• **TASK TO CARRY OUT**: Please retype the data in full and exactly; the pictures are not part of the copy.
— BEGIN INPUT RECORDS —
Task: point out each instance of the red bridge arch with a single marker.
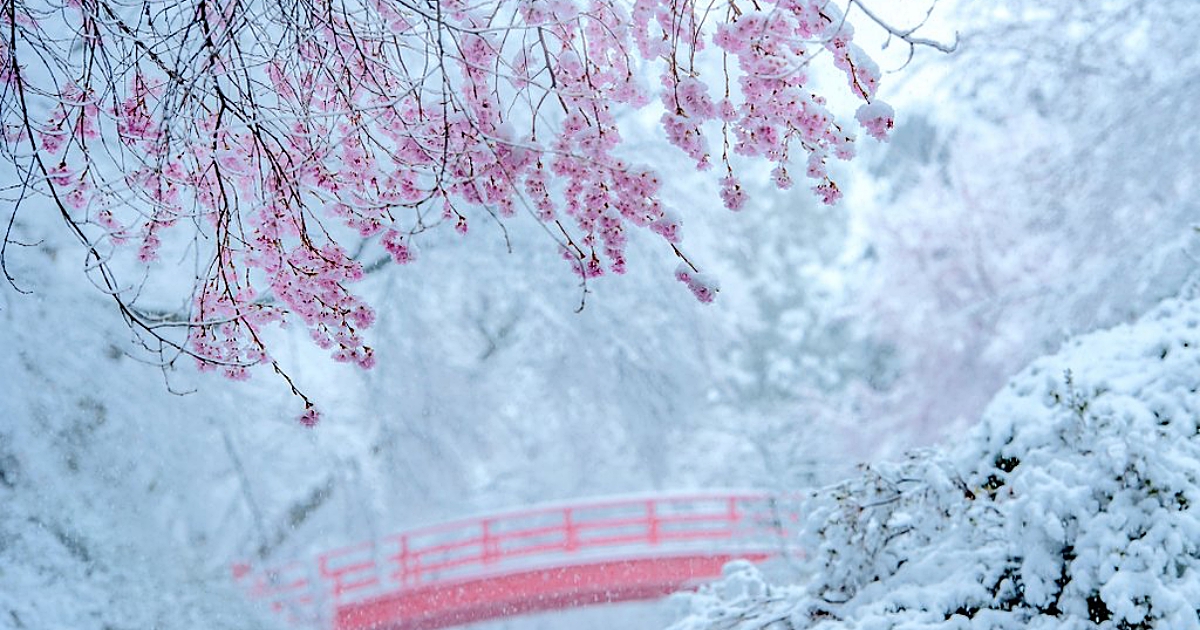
(525, 561)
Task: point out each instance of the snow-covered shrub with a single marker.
(1075, 503)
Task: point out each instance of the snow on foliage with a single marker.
(1073, 504)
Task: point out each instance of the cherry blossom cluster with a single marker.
(277, 138)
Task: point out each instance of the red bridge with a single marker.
(534, 559)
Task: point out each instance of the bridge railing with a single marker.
(534, 537)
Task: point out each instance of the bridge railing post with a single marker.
(653, 522)
(571, 532)
(489, 549)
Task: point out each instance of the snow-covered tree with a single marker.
(275, 145)
(1071, 505)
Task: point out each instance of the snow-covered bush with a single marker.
(1075, 503)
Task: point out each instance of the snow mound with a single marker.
(1075, 503)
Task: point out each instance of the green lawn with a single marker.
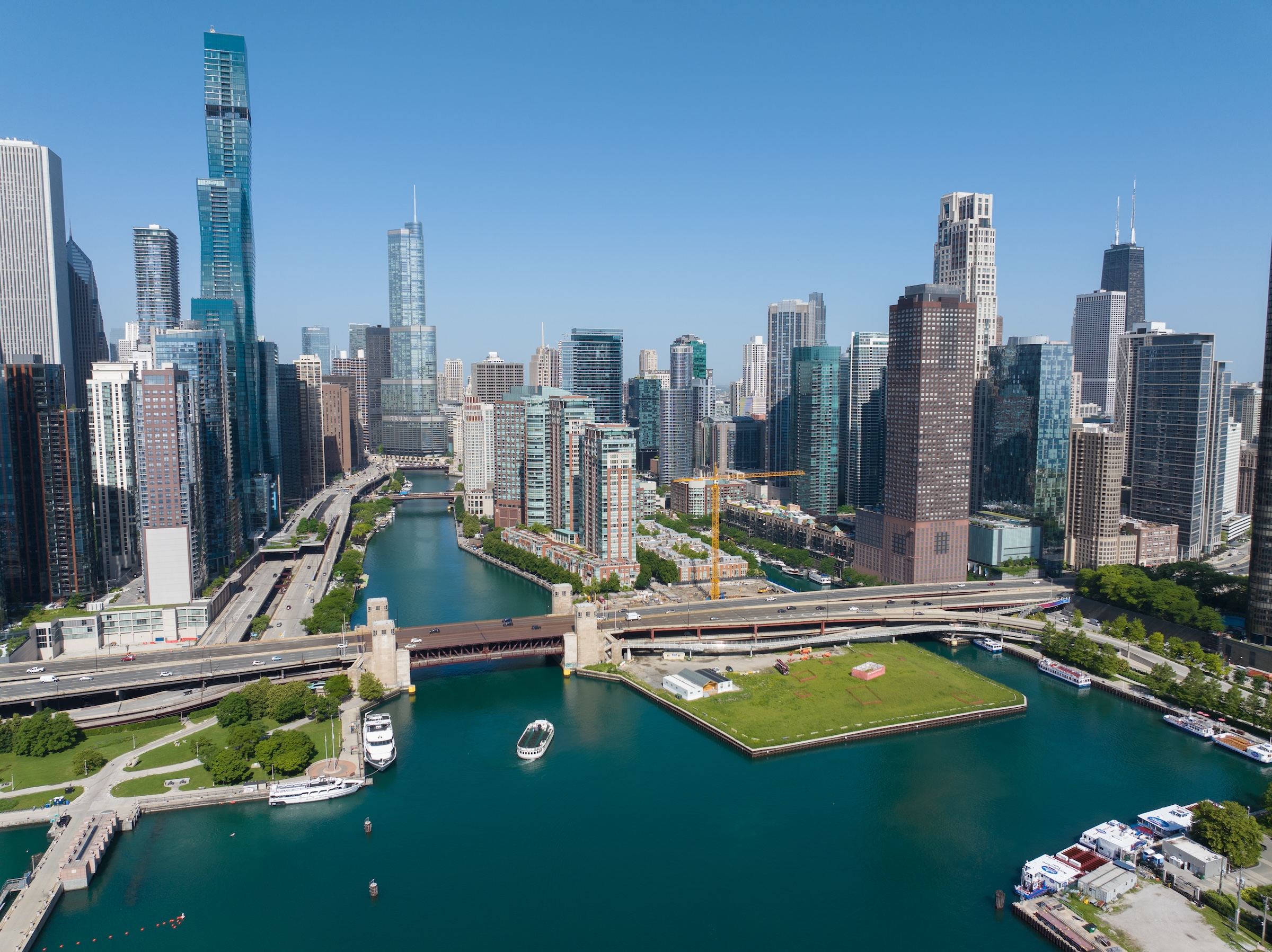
(37, 772)
(29, 801)
(819, 697)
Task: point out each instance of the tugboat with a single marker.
(535, 740)
(378, 740)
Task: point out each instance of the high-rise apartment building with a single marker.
(816, 428)
(863, 419)
(410, 422)
(755, 380)
(171, 511)
(204, 356)
(1099, 318)
(35, 295)
(1024, 445)
(965, 256)
(611, 497)
(1094, 504)
(494, 377)
(921, 534)
(158, 279)
(592, 365)
(317, 341)
(792, 323)
(115, 472)
(55, 555)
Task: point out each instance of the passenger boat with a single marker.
(535, 740)
(1192, 724)
(311, 790)
(1244, 745)
(378, 746)
(1073, 675)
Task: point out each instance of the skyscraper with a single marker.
(592, 365)
(965, 256)
(792, 323)
(816, 428)
(1099, 317)
(410, 424)
(921, 534)
(204, 356)
(35, 295)
(115, 473)
(863, 421)
(1026, 441)
(87, 327)
(158, 278)
(317, 341)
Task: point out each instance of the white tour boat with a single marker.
(1073, 675)
(1192, 724)
(535, 740)
(378, 744)
(311, 790)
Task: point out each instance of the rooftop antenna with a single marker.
(1133, 210)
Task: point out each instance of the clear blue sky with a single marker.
(672, 168)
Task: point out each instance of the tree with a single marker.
(339, 687)
(1228, 829)
(369, 687)
(287, 752)
(233, 709)
(229, 767)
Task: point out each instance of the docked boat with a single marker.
(311, 790)
(1072, 675)
(1246, 745)
(378, 745)
(535, 740)
(1192, 724)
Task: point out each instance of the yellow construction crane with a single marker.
(714, 482)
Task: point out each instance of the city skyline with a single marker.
(728, 289)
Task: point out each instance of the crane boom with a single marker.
(716, 514)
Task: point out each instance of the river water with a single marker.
(637, 830)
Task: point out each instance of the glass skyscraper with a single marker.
(592, 365)
(1024, 457)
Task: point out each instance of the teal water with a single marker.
(635, 828)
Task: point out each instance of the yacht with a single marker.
(311, 790)
(535, 740)
(378, 743)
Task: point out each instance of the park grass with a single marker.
(821, 698)
(55, 768)
(30, 801)
(200, 778)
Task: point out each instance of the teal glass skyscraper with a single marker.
(227, 252)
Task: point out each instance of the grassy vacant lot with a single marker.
(37, 772)
(819, 697)
(29, 801)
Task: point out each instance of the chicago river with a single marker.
(635, 830)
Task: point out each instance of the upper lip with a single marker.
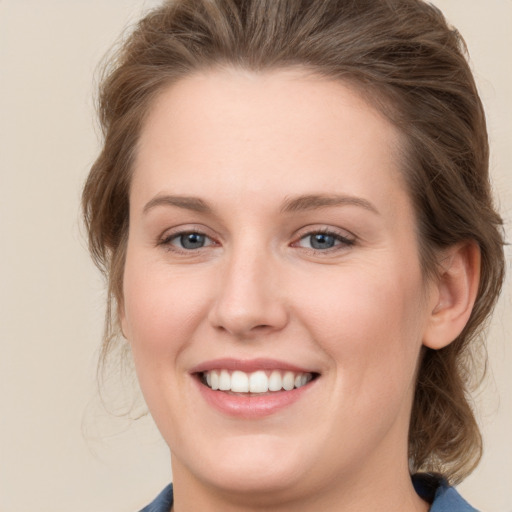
(248, 365)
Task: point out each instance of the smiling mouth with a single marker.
(258, 382)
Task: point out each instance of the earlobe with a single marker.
(454, 294)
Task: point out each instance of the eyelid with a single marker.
(172, 233)
(346, 238)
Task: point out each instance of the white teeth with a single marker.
(288, 381)
(214, 380)
(224, 380)
(256, 382)
(275, 382)
(239, 382)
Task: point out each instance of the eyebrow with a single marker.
(290, 205)
(315, 201)
(188, 203)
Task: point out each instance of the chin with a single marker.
(253, 464)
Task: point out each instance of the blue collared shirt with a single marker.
(431, 488)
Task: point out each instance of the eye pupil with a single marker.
(322, 241)
(192, 240)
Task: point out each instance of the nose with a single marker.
(250, 300)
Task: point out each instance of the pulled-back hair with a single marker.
(408, 63)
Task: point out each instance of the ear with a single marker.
(121, 318)
(453, 294)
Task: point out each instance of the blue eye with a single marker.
(188, 241)
(322, 241)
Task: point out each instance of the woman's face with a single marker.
(272, 243)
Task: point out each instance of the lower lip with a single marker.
(252, 406)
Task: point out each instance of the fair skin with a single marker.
(270, 230)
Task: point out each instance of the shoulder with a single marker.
(436, 490)
(430, 487)
(162, 503)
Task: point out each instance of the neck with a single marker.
(387, 488)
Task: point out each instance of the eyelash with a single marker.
(343, 241)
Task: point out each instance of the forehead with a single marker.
(258, 130)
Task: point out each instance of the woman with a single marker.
(293, 210)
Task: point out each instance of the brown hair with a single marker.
(410, 64)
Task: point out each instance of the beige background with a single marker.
(51, 298)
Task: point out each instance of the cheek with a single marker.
(371, 324)
(162, 307)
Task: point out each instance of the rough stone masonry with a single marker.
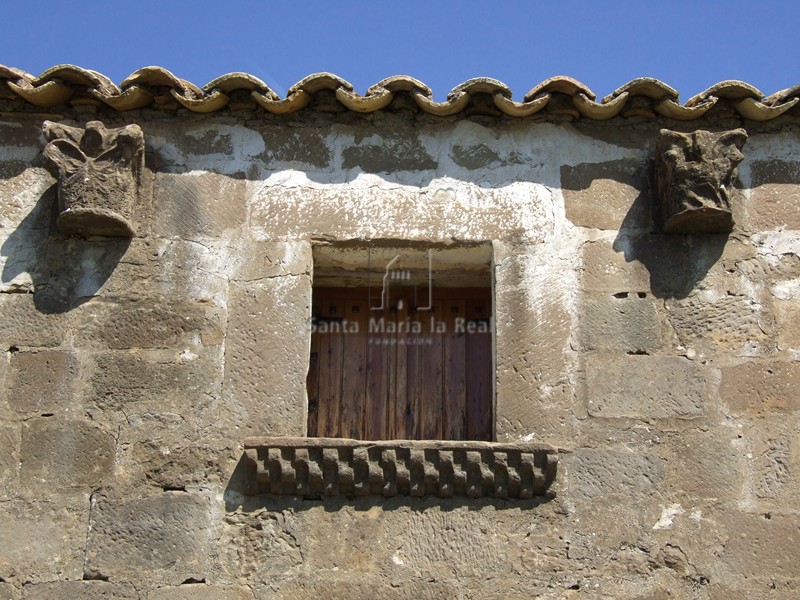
(157, 262)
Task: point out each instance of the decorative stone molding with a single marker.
(694, 175)
(320, 467)
(99, 173)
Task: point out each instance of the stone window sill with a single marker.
(324, 467)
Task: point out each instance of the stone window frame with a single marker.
(318, 467)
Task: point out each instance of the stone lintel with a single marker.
(320, 467)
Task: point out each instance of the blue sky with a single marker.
(689, 45)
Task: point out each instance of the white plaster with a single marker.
(245, 145)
— END INPUT RECORDS —
• **EXPECTED OUTPUT**:
Task: point out each instance of the red bridge arch with a single marker.
(525, 561)
Task: point out each instance of the snow-covered shrub with a single marker.
(1075, 503)
Task: point out each instance of the snow on foliage with a single marker.
(1073, 504)
Task: point out each instance of the cherry blossom cluster with a single marker.
(277, 138)
Task: point out each instance of the red bridge with a single marker.
(534, 559)
Task: point out each instance of the bridge railing with a single marker.
(534, 537)
Task: point out each instance of the bridge railing post with a single marker.
(653, 522)
(571, 532)
(489, 549)
Task: point out each instance of the snow-covered tree with a single marker.
(275, 145)
(1071, 505)
Task: point out each instance of the snow-covered bush with a single marker.
(1075, 503)
Task: point out each instance of the snow mound with a single marker.
(1075, 503)
Task: point out each instance of the green lawn with a single marker.
(37, 772)
(29, 801)
(819, 697)
Task: point out each instance of the tugboat with a single marker.
(535, 740)
(378, 740)
Task: point out each instance of the high-rise apartment building with a single marker.
(816, 428)
(863, 419)
(410, 422)
(755, 380)
(171, 511)
(204, 356)
(1099, 318)
(35, 295)
(1024, 445)
(965, 256)
(611, 497)
(1094, 504)
(494, 377)
(921, 534)
(158, 279)
(592, 365)
(317, 341)
(792, 323)
(115, 472)
(55, 555)
Task: point out each instance of the passenger boat with a single marker.
(535, 740)
(1192, 724)
(311, 790)
(1244, 745)
(378, 746)
(1073, 675)
Task: point out each instance of the skyscraper with a single marker.
(592, 365)
(965, 256)
(792, 323)
(816, 428)
(1099, 317)
(410, 424)
(921, 534)
(204, 356)
(35, 295)
(115, 473)
(863, 421)
(1026, 441)
(87, 327)
(158, 278)
(317, 341)
Task: point out each instance of the white tour boat with a single marker.
(1073, 675)
(1192, 724)
(535, 740)
(378, 744)
(311, 790)
Task: point out each instance of the rooftop antenna with a single marker.
(1133, 210)
Task: point out each instance of the clear blue sky with a single marker.
(672, 168)
Task: point out each instance of the tree with a single marker.
(339, 687)
(1228, 829)
(369, 687)
(287, 752)
(233, 709)
(229, 767)
Task: point out each instance of the docked boat with a single marker.
(311, 790)
(1072, 675)
(1246, 745)
(378, 745)
(535, 740)
(1192, 724)
Task: point out each instance of the yellow construction crane with a single marker.
(714, 482)
Task: point out each instance of the city skyline with a single marker.
(728, 289)
Task: point out each instance of the crane boom with a single marker.
(716, 514)
Task: point out each instance of the river water with a single marker.
(637, 830)
Task: point out each instance of the glass skyscraper with a single marker.
(592, 365)
(1024, 457)
Task: point out each instance of the teal water with a single marker.
(635, 828)
Task: point out each instance of the yacht with a single marker.
(311, 790)
(535, 740)
(378, 743)
Task: point out each instance of the park grass with a single marker.
(821, 698)
(55, 768)
(30, 801)
(200, 778)
Task: point out each instance of the teal glass skyscraper with a single marker.
(227, 252)
Task: point out each instance of the grassy vacant lot with a single marker.
(37, 772)
(819, 697)
(29, 801)
Task: point out each instance of the chicago river with a single marker.
(635, 830)
Task: point out each instance of the upper lip with a single marker.
(248, 365)
Task: point out each instance of the smiling mouth with a single marker.
(258, 382)
Task: point out each instance of the earlobe with a single marker.
(454, 294)
Task: point out each instance of the eyelid with a single marker.
(172, 233)
(346, 238)
Task: point out each instance of the white teeth with a single marker.
(288, 381)
(214, 380)
(224, 380)
(256, 382)
(275, 382)
(239, 382)
Task: point out each instance of the eyebrow with a single marker.
(290, 205)
(315, 201)
(188, 203)
Task: point out each instance of the chin with a single marker.
(253, 464)
Task: point out each instance of the blue collared shirt with a single marker.
(431, 488)
Task: point out each instance of the eye pupil with a single marker.
(322, 241)
(192, 240)
Task: point out each instance of the nose with a single marker.
(250, 300)
Task: point out each instance of the pulled-back hair with a single marker.
(408, 63)
Task: point out each instance of the ear with a single marker.
(121, 318)
(453, 294)
Task: point out each instance of the blue eye with a single marker.
(188, 241)
(322, 241)
Task: point out each instance of the woman's face with a single marker.
(272, 243)
Task: point out each instance of the lower lip with a single marker.
(252, 406)
Task: point out each instance of the fair skin with a single marker.
(270, 230)
Task: point out each instance of the shoulder with a single marker.
(436, 490)
(430, 487)
(162, 503)
Task: point out each instance of the neck with a single marker.
(387, 488)
Task: point out each instance of the eyelash with a single marker.
(343, 241)
Task: point out each instance of the forehead with a single marker.
(258, 130)
Task: point out each instance of the woman with a single marker.
(293, 210)
Task: point out each instance of the brown hair with a single marker.
(410, 64)
Task: point out each instance of the beige background with a single marker.
(51, 298)
Task: point out each instance of the cheek with a single marker.
(371, 324)
(162, 307)
Task: point out each instance of the rough stone masonry with a single marker.
(157, 262)
Task: point out each instance of the decorative stone molding with a single marker.
(694, 175)
(320, 467)
(99, 173)
Task: point out each instance of the stone window sill with a single marker.
(324, 467)
Task: point out each instance of the stone window frame with a single marker.
(318, 467)
Task: point out each instance of the stone lintel with a single marker.
(320, 467)
Task: point out each instance of the blue sky with a single marker.
(689, 45)
Task: point out each instance of the white plaster with a single marker.
(245, 145)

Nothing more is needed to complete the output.